» **ZADANIE DO WYKONANIA**
Zaktualizuj fragment, który zaczyna się linijką zawierającą „If you could spot the blue striped” i kończy na ostatniej z poniższych pozycji: przepisz go, zamieniając „set a marker” na „place a pin”, a całą resztę zostaw bez zmian.

» **LISTA POZYCJI**
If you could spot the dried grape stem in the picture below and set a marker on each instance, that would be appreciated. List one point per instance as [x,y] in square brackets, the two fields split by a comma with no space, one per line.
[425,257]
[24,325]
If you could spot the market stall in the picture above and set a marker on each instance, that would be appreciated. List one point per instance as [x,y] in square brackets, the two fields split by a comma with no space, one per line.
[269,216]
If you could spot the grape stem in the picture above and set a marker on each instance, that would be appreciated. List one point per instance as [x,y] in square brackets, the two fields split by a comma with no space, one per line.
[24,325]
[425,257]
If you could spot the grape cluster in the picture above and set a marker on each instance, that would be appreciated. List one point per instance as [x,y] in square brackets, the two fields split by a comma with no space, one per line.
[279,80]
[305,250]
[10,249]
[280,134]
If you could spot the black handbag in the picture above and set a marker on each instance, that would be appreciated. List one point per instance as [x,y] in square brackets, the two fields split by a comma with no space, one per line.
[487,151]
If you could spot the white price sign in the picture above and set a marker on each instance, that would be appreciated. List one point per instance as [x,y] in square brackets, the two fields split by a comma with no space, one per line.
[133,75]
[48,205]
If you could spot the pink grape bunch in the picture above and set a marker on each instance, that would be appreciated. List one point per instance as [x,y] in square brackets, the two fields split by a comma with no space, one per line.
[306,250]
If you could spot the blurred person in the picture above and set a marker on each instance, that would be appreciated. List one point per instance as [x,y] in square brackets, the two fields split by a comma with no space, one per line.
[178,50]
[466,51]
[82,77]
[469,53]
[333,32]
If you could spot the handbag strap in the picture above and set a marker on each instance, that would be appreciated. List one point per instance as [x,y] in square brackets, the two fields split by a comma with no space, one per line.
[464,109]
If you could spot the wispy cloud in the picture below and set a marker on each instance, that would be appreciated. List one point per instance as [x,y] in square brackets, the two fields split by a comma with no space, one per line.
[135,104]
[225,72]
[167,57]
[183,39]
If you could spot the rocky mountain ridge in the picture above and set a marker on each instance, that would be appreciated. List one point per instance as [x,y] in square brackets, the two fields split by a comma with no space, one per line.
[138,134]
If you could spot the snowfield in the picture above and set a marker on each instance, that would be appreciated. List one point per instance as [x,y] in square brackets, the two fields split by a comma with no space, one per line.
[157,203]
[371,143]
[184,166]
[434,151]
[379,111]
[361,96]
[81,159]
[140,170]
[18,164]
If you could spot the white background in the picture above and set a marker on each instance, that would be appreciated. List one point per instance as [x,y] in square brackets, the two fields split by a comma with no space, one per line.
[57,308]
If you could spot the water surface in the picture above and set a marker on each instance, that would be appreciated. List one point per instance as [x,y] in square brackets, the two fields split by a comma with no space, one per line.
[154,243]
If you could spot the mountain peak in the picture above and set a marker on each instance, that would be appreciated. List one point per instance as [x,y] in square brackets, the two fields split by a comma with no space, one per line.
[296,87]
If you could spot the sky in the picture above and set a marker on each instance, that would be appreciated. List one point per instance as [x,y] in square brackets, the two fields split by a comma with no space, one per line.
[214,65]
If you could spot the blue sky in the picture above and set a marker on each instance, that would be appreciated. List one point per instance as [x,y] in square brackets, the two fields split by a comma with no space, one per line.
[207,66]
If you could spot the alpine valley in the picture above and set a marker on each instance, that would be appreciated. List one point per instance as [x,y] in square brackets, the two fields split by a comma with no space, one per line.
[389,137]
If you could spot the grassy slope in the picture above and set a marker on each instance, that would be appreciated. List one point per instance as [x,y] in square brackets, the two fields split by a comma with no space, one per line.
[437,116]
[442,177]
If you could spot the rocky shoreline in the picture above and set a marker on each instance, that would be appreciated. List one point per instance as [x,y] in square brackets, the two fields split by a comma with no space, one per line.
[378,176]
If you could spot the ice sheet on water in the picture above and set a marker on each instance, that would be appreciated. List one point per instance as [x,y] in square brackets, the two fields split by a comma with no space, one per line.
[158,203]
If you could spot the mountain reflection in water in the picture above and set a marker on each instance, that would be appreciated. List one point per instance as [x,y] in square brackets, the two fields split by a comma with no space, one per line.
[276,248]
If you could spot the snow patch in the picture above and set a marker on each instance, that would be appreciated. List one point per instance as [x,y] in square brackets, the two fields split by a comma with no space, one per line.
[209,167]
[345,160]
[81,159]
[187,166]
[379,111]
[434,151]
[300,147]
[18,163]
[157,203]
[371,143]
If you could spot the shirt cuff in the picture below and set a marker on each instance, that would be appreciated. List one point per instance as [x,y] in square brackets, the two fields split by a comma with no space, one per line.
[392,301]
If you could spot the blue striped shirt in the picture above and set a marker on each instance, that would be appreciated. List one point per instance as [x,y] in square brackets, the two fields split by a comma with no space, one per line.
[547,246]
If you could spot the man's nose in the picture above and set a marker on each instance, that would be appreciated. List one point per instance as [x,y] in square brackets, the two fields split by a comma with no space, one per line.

» **PEŁNA ODPOWIEDŹ**
If you could spot the blue striped shirt in the picture above and place a pin on each instance, that would be appreciated. List one point per instance as [x,y] in square brackets, the two fields split by a comma with no space, one per line.
[547,246]
If you could spot the man's nose in the picture above and place a pin on each instance, that would be appreciated. List one point per instance as [x,y] in square brackets, the two fields split by a comma with no space, one per line.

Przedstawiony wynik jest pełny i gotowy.